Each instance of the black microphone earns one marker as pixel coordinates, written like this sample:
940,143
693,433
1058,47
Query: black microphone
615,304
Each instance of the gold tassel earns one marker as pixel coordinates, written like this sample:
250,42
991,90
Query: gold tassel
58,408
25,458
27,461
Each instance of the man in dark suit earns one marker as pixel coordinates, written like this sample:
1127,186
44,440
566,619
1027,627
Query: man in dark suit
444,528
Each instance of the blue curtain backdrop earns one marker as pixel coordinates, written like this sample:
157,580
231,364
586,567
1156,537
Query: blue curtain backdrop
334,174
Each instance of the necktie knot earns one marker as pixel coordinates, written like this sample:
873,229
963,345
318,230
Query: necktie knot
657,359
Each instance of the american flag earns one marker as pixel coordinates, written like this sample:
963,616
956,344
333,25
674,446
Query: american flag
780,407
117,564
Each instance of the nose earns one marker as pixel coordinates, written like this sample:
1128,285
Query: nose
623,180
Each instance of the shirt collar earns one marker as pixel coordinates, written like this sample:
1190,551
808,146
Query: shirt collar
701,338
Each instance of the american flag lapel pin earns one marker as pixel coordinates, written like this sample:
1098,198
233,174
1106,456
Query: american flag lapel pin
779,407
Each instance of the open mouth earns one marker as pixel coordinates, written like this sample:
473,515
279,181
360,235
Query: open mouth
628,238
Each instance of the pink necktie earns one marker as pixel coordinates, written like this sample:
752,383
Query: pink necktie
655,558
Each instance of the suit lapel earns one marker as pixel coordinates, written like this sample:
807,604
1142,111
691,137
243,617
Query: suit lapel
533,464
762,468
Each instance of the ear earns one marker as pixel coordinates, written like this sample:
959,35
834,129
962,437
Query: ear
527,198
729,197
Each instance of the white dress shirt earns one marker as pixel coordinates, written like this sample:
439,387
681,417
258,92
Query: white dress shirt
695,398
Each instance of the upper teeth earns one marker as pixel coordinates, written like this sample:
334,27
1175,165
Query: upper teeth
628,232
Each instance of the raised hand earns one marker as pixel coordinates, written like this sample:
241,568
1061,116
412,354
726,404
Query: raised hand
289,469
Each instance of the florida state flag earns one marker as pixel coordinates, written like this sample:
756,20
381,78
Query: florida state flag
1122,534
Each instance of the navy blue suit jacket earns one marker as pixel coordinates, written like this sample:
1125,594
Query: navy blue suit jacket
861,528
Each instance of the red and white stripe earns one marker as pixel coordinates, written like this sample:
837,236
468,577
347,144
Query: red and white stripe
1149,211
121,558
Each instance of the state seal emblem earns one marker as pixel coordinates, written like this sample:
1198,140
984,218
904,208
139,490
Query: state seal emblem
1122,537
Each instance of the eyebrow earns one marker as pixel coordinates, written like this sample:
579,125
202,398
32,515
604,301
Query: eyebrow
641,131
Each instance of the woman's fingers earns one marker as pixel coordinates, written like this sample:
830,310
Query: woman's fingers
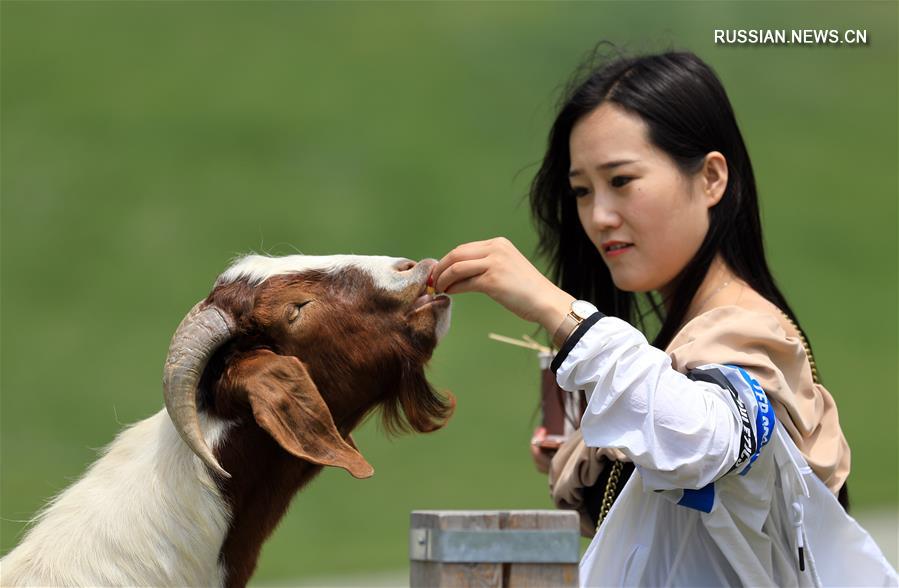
464,252
541,457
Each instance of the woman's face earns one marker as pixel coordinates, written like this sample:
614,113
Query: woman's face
629,191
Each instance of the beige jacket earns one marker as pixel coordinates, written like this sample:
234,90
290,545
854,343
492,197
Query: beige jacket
739,328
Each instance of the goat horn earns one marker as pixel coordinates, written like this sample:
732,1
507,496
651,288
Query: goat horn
198,336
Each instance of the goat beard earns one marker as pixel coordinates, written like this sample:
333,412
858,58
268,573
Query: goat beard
417,406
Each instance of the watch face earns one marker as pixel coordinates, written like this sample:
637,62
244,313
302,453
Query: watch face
582,308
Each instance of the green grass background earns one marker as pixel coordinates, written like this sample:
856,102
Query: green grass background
145,144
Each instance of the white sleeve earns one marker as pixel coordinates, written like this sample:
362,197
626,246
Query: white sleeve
679,432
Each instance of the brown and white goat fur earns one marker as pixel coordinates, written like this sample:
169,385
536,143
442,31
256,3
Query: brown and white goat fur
264,381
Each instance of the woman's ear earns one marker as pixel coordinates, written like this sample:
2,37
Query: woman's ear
713,177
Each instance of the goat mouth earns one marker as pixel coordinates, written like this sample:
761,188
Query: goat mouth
428,300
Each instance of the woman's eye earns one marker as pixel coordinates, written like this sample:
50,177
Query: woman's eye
578,191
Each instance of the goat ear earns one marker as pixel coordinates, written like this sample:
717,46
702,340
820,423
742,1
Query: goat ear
287,404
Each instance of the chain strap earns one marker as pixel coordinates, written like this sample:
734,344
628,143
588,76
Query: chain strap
611,492
805,345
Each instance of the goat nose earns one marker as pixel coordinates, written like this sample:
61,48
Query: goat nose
404,265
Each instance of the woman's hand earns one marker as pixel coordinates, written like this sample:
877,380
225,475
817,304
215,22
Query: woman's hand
542,457
496,268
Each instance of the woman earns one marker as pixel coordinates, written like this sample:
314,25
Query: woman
646,186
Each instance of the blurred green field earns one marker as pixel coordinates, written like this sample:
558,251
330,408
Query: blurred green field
145,144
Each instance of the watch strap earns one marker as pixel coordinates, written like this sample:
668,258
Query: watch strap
565,328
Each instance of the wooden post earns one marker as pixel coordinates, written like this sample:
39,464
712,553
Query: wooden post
505,549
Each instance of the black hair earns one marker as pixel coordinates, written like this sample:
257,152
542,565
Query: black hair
688,115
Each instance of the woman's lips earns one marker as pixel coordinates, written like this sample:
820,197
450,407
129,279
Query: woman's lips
620,251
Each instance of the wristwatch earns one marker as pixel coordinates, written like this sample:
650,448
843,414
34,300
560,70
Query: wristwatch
580,309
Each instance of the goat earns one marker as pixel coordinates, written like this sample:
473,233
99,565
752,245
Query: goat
263,383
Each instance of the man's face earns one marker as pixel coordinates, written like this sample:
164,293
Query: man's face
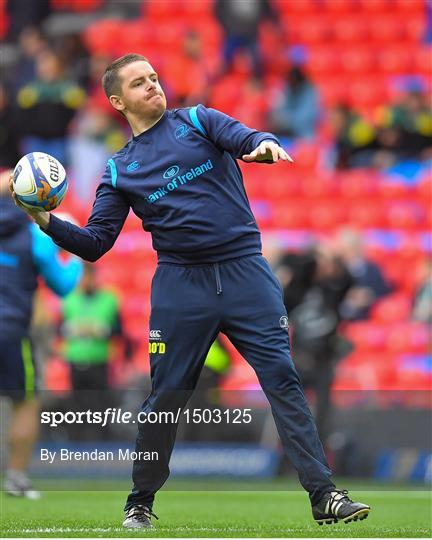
141,93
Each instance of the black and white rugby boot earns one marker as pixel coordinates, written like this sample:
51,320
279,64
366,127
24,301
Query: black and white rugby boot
138,517
337,506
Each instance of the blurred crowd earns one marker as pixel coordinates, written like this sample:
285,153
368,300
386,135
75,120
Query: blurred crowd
51,99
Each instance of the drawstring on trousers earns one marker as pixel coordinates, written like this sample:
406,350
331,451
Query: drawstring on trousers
218,280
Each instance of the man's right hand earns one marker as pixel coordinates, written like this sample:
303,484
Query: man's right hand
41,217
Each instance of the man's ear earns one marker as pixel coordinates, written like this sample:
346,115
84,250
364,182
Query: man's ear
117,103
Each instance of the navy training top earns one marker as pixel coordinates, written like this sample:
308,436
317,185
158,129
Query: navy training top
181,178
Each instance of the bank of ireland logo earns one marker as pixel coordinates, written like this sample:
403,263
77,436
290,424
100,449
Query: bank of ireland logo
171,172
181,131
283,322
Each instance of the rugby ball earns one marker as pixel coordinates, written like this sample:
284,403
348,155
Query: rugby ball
39,181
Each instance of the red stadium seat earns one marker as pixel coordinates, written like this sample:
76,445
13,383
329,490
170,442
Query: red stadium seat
415,28
395,60
406,216
327,215
323,60
357,60
367,335
366,215
337,7
408,338
349,29
386,29
295,10
375,8
294,215
159,9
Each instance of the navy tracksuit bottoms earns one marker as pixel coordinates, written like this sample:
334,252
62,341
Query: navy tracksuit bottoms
190,306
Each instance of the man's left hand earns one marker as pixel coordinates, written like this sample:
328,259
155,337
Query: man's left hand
267,151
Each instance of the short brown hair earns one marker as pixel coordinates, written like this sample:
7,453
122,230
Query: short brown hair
111,81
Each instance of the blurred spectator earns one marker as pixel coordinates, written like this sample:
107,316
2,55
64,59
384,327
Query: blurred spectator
75,56
355,139
422,308
296,111
46,106
314,285
97,136
24,13
31,43
96,94
251,107
91,317
240,22
188,73
369,283
25,253
406,128
9,151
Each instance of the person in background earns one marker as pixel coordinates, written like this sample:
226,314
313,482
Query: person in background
355,138
23,14
405,129
315,284
91,317
31,43
295,112
25,253
240,22
9,150
369,283
194,87
46,107
422,307
96,135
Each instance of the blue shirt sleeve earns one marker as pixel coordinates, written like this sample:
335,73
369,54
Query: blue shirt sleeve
60,277
109,213
230,134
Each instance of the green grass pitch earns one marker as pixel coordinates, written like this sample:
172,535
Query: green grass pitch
222,513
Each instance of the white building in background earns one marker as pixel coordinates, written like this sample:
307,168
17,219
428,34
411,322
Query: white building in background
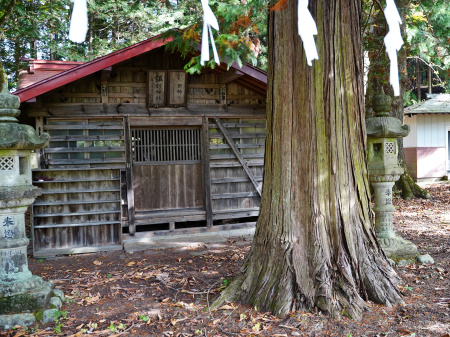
427,147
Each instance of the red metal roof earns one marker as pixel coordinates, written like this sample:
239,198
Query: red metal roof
39,70
255,77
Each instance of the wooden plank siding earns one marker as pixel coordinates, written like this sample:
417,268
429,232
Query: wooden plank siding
116,165
78,211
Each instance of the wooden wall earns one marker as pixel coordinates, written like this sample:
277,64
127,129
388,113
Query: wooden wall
91,174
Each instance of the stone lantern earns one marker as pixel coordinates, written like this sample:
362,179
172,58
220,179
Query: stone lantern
20,291
384,170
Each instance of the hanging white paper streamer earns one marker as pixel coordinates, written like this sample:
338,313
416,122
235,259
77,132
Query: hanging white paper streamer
78,21
393,41
307,29
209,20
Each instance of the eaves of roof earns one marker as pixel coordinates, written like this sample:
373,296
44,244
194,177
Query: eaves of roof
439,104
254,78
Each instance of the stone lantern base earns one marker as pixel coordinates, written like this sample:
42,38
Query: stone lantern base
398,248
28,296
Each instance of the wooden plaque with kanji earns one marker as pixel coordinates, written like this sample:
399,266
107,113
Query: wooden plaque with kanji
156,88
177,88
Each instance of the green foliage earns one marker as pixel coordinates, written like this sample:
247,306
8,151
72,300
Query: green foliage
145,318
426,38
39,29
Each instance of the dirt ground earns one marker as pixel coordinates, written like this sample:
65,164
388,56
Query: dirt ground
167,292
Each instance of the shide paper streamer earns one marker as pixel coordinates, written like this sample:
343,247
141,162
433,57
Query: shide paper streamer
209,20
78,21
307,29
393,41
◇ ◇ ◇ ◇
> REQUEST: Rewrite the stretch of lines from the one containing "Each instance of the stone lantern earns" through the last line above as a numbered list, skipping any blank lines.

> WRITTEN ANSWER:
1. Each instance of the stone lantern earns one marker as pixel coordinates, written like this sample:
2. 362,179
3. 172,58
4. 220,179
5. Query: stone lantern
6. 20,291
7. 384,170
8. Each instance of the hanging white paper streamer earns one marker as pixel coordinates, written like this sample:
9. 338,313
10. 416,122
11. 235,259
12. 77,132
13. Query: hanging white paper streamer
14. 78,21
15. 393,41
16. 307,29
17. 209,20
18. Each instance of the eaves of roof earns one marker as pixel coordinates, written like this sample:
19. 373,296
20. 44,244
21. 194,177
22. Query: eaves of roof
23. 439,104
24. 254,78
25. Each instance of the stone lantern base earns one marker as pixel coordinates, written like this sample:
26. 42,38
27. Query: stone lantern base
28. 398,248
29. 28,296
30. Each instance of the wooden plaque with kanji earns one marker as pixel coordinates, written like this sample:
31. 399,266
32. 107,113
33. Query: wooden plaque with kanji
34. 156,88
35. 177,88
36. Each instance of the green foliage earns one marker as pixel coordinates, written like this sample:
37. 247,306
38. 8,151
39. 72,300
40. Query: green foliage
41. 145,318
42. 426,38
43. 39,29
44. Each instance of the dirt ground earns one marker as pixel coordinates, written like this sample:
45. 65,164
46. 388,56
47. Query: dirt ground
48. 167,292
49. Each instance of the shide paper streamer earns one marker as pixel coordinates, written like this sample:
50. 343,247
51. 141,162
52. 433,57
53. Query: shide paper streamer
54. 209,20
55. 78,21
56. 307,29
57. 393,41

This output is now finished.